→ Brief
Quote the entries below from their beginning through the line containing "positive clicks: (162, 218)", including that line, and omit any pictures from your answer.

→ Source data
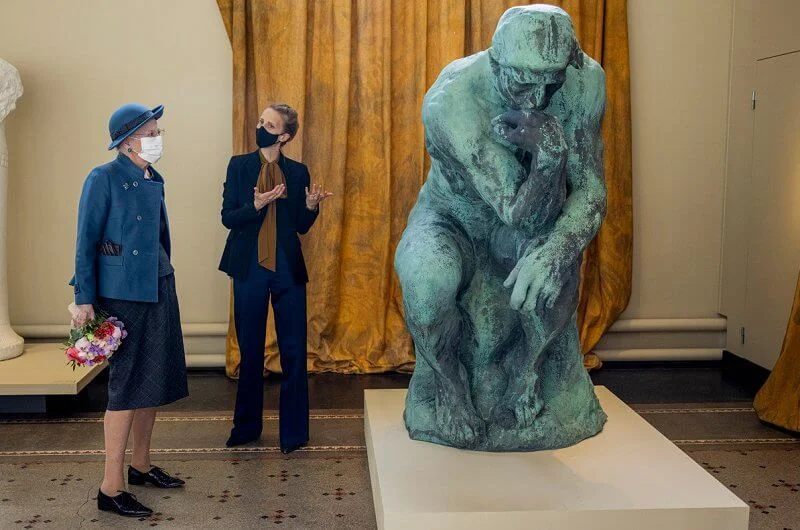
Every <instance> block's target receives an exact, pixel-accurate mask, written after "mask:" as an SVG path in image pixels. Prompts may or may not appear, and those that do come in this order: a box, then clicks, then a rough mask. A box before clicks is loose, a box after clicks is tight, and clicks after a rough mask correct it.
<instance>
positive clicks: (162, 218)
mask: <svg viewBox="0 0 800 530" xmlns="http://www.w3.org/2000/svg"><path fill="white" fill-rule="evenodd" d="M163 113H164V107H163V106H159V107H156V108H154V109H149V108H147V107H144V106H142V105H137V104H129V105H125V106H123V107H121V108H119V109H117V110H116V111H115V112H114V114H112V116H111V119H110V121H109V132H110V134H111V145H109V147H108V148H109V150H111V149H117V151H118V155H117V157H116V158H115V159H114V160H112V161H111V162H109V163H107V164H103V165H102V166H99V167H96V168H94V169H93V170H92V171H91V173H89V176H88V177H87V178H86V182H85V183H84V186H83V192H82V194H81V200H80V205H79V209H78V238H77V245H76V253H75V276H74V278H73V280H72V282H70V284H71V285H73V286H74V289H75V304H76V310H75V312H74V315H73V325H75V326H81V325H83V324H84V323H85V322H87V321H89V320H91V319H93V318H94V316H95V307H97V308H99V309H102V310H103V311H105V312H106V313H108V314H110V315H112V316H115V317H117V318H119V319H120V320H121V321H122V322H123V323H124V324H125V326H126V329H127V330H128V337H127V338H126V339H125V340H124V341H123V343H122V346H120V348H119V350H117V352H116V353H115V354H114V356H113V357H112V358H111V359H109V379H108V407H107V410H106V414H105V418H104V421H103V424H104V432H105V450H106V462H105V474H104V477H103V483H102V484H101V486H100V491H99V492H98V494H97V507H98V508H99V509H100V510H105V511H111V512H116V513H117V514H119V515H124V516H129V517H143V516H148V515H150V514H151V513H152V510H150V509H149V508H147V507H145V506H143V505H142V504H141V503H139V502H138V501H137V500H136V498H135V497H134V496H133V495H131V494H130V493H128V492H127V491H126V489H125V481H124V478H123V465H124V459H125V448H126V445H127V441H128V435H129V433H130V431H131V430H133V455H132V458H131V464H130V466H129V467H128V484H132V485H138V486H141V485H145V484H148V483H149V484H152V485H153V486H156V487H159V488H175V487H180V486H183V484H184V482H183V481H182V480H180V479H177V478H173V477H171V476H170V475H169V474H167V473H166V472H165V471H164V470H162V469H160V468H158V467H155V466H153V465H152V463H151V462H150V439H151V435H152V432H153V425H154V423H155V419H156V407H158V406H161V405H166V404H168V403H172V402H173V401H176V400H178V399H181V398H184V397H186V396H187V395H188V394H189V392H188V387H187V381H186V361H185V358H184V351H183V336H182V334H181V320H180V314H179V311H178V298H177V295H176V293H175V275H174V270H173V268H172V265H171V264H170V238H169V223H168V221H167V210H166V206H165V204H164V179H163V178H162V177H161V175H160V174H159V173H158V172H157V171H156V170H155V169H153V167H152V164H154V163H156V162H157V161H158V159H159V158H160V157H161V151H162V143H161V132H162V131H160V130H159V128H158V124H157V122H156V120H158V119H159V118H161V115H162V114H163Z"/></svg>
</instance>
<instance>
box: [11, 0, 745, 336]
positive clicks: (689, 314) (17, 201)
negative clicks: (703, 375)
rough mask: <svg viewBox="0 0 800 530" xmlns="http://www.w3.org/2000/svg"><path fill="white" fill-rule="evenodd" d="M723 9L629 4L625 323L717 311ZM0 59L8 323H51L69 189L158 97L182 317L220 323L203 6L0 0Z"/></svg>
mask: <svg viewBox="0 0 800 530" xmlns="http://www.w3.org/2000/svg"><path fill="white" fill-rule="evenodd" d="M731 5H732V0H704V1H702V2H699V1H697V0H657V1H655V0H630V1H629V21H630V39H631V72H632V80H631V90H632V107H633V108H632V110H633V150H634V151H633V169H634V207H635V228H636V234H635V256H634V284H633V297H632V300H631V304H630V308H629V309H628V311H627V312H626V313H625V315H624V316H625V318H672V317H683V318H693V317H713V316H716V310H717V298H718V294H719V274H718V269H719V254H720V233H721V223H722V192H723V176H724V175H723V173H724V160H725V156H724V155H725V153H724V150H725V122H726V109H727V93H728V63H729V60H728V57H729V52H730V35H731ZM134 27H135V28H138V29H137V30H136V33H134V30H132V29H131V28H134ZM0 55H2V56H3V57H4V58H5V59H7V60H9V61H10V62H11V63H13V64H15V65H16V66H17V67H18V68H19V70H20V73H21V75H22V79H23V82H24V83H25V95H24V96H23V98H22V100H20V102H19V108H18V110H17V111H16V112H15V113H14V114H13V115H12V116H11V118H10V119H9V120H8V123H7V125H8V127H7V132H8V137H9V144H10V145H9V149H10V153H11V168H10V173H11V178H10V192H11V196H12V198H13V199H12V200H11V206H10V212H9V226H10V229H11V236H10V240H9V280H10V282H9V283H10V303H11V318H12V322H13V323H14V324H15V325H20V324H54V323H63V322H64V319H65V315H66V313H65V311H64V307H65V306H66V305H67V303H68V302H69V301H70V298H71V292H70V290H69V288H68V287H67V286H66V283H65V282H66V280H67V279H68V278H69V276H70V274H71V270H72V252H73V245H74V225H75V207H76V202H77V199H78V194H79V191H80V185H81V183H82V181H83V178H84V176H85V175H86V173H87V172H88V170H89V169H90V168H91V167H93V166H94V165H97V164H100V163H103V162H105V161H106V160H108V158H109V153H108V152H107V151H106V150H105V145H106V143H107V141H108V139H107V137H108V133H107V130H106V126H107V118H108V116H109V114H110V113H111V111H112V110H113V109H114V108H115V107H116V106H117V105H119V104H121V103H124V102H127V101H131V100H136V101H141V102H143V103H146V104H153V105H155V104H158V103H163V104H165V105H166V113H165V115H164V119H163V120H162V122H161V126H162V127H163V128H165V129H166V130H167V135H166V137H165V148H166V154H165V157H164V159H163V161H162V162H160V163H159V169H161V170H162V172H163V173H164V175H165V176H166V178H167V179H168V187H167V199H168V204H169V209H170V215H171V222H172V229H173V233H174V239H175V252H174V262H175V267H176V269H177V270H178V275H179V276H178V281H179V286H178V287H179V294H180V296H181V302H182V307H181V309H182V312H183V320H184V322H190V323H199V322H224V321H226V317H227V287H228V286H227V281H226V279H225V278H224V276H223V275H222V273H218V272H216V265H217V260H218V256H219V253H220V251H221V248H222V245H223V241H224V230H223V228H222V227H221V226H220V224H219V217H218V210H219V203H220V199H219V192H220V185H221V181H222V178H223V176H224V175H223V174H224V170H225V165H226V162H227V158H228V157H229V155H230V150H231V147H230V144H231V141H230V129H231V127H230V112H231V102H230V99H231V52H230V47H229V45H228V41H227V37H226V35H225V30H224V27H223V25H222V22H221V19H220V17H219V14H218V12H217V8H216V3H215V2H214V1H213V0H202V1H201V0H170V1H163V0H140V1H138V2H135V3H129V2H89V1H88V0H50V1H47V2H44V1H43V0H38V1H36V0H2V6H0ZM219 345H221V343H219ZM211 349H213V348H211Z"/></svg>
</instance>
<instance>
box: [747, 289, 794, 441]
mask: <svg viewBox="0 0 800 530" xmlns="http://www.w3.org/2000/svg"><path fill="white" fill-rule="evenodd" d="M753 407H754V408H755V409H756V412H757V413H758V417H759V418H761V420H762V421H766V422H767V423H771V424H773V425H777V426H778V427H782V428H784V429H789V430H791V431H797V432H800V278H798V281H797V288H796V289H795V292H794V304H793V305H792V313H791V315H790V316H789V324H788V325H787V326H786V335H784V337H783V346H782V347H781V355H780V357H778V362H777V363H776V364H775V368H774V369H773V370H772V373H771V374H770V375H769V378H768V379H767V382H766V383H764V386H763V387H761V390H759V391H758V394H756V399H755V402H754V403H753Z"/></svg>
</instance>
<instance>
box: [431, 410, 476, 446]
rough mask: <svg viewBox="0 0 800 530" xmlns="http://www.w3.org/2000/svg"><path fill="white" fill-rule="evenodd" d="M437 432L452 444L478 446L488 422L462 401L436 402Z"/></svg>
mask: <svg viewBox="0 0 800 530" xmlns="http://www.w3.org/2000/svg"><path fill="white" fill-rule="evenodd" d="M436 430H437V434H438V435H439V436H440V437H441V438H442V439H443V440H445V441H447V442H448V443H449V444H450V445H453V446H455V447H462V448H465V449H474V448H476V447H477V446H478V445H479V443H480V442H481V440H482V439H483V438H484V436H485V433H486V424H485V423H484V421H483V420H482V419H481V418H480V417H479V416H478V415H477V414H476V413H475V411H474V410H470V407H467V406H465V405H464V404H462V403H458V404H452V403H442V402H439V401H438V400H437V403H436Z"/></svg>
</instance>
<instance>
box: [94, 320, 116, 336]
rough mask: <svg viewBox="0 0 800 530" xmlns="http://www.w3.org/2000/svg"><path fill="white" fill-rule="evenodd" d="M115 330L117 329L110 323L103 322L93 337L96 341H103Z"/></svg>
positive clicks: (108, 322)
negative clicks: (99, 339)
mask: <svg viewBox="0 0 800 530" xmlns="http://www.w3.org/2000/svg"><path fill="white" fill-rule="evenodd" d="M115 329H117V326H115V325H114V324H112V323H111V322H103V323H102V324H100V327H99V328H97V329H96V330H95V332H94V336H95V338H97V339H100V340H104V339H105V338H107V337H109V336H110V335H112V334H113V333H114V330H115Z"/></svg>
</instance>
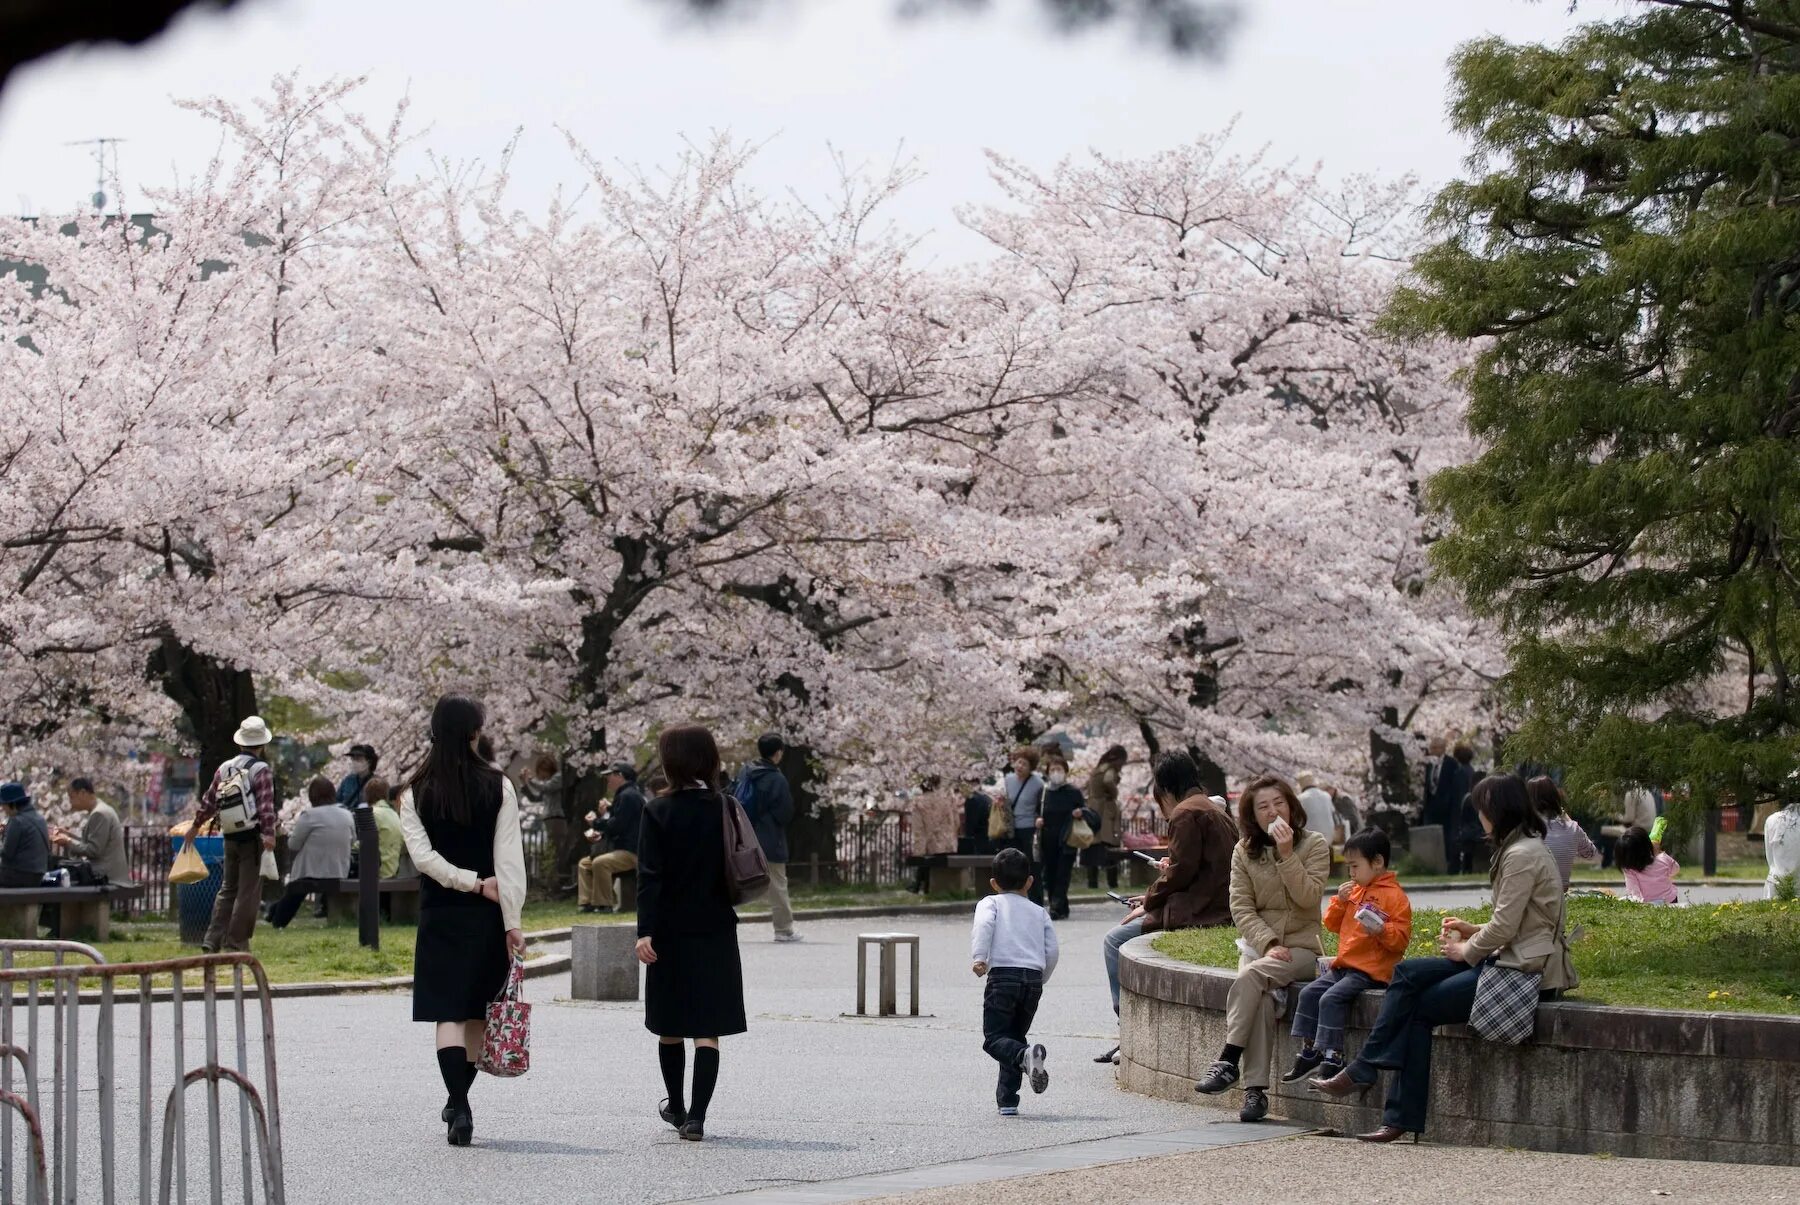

→ Written reply
Every <instance> block's target receives an exact, pixel-accurate mask, written after "mask:" as an SVG path in image pixels. Prompts may or may not appear, and those that do come in this order: a box, then clicks, then a rough mask. A box before clicks is loose, a box after clicks is tight, and clicks after a rough mask correct it.
<instance>
positive clicks: (162, 218)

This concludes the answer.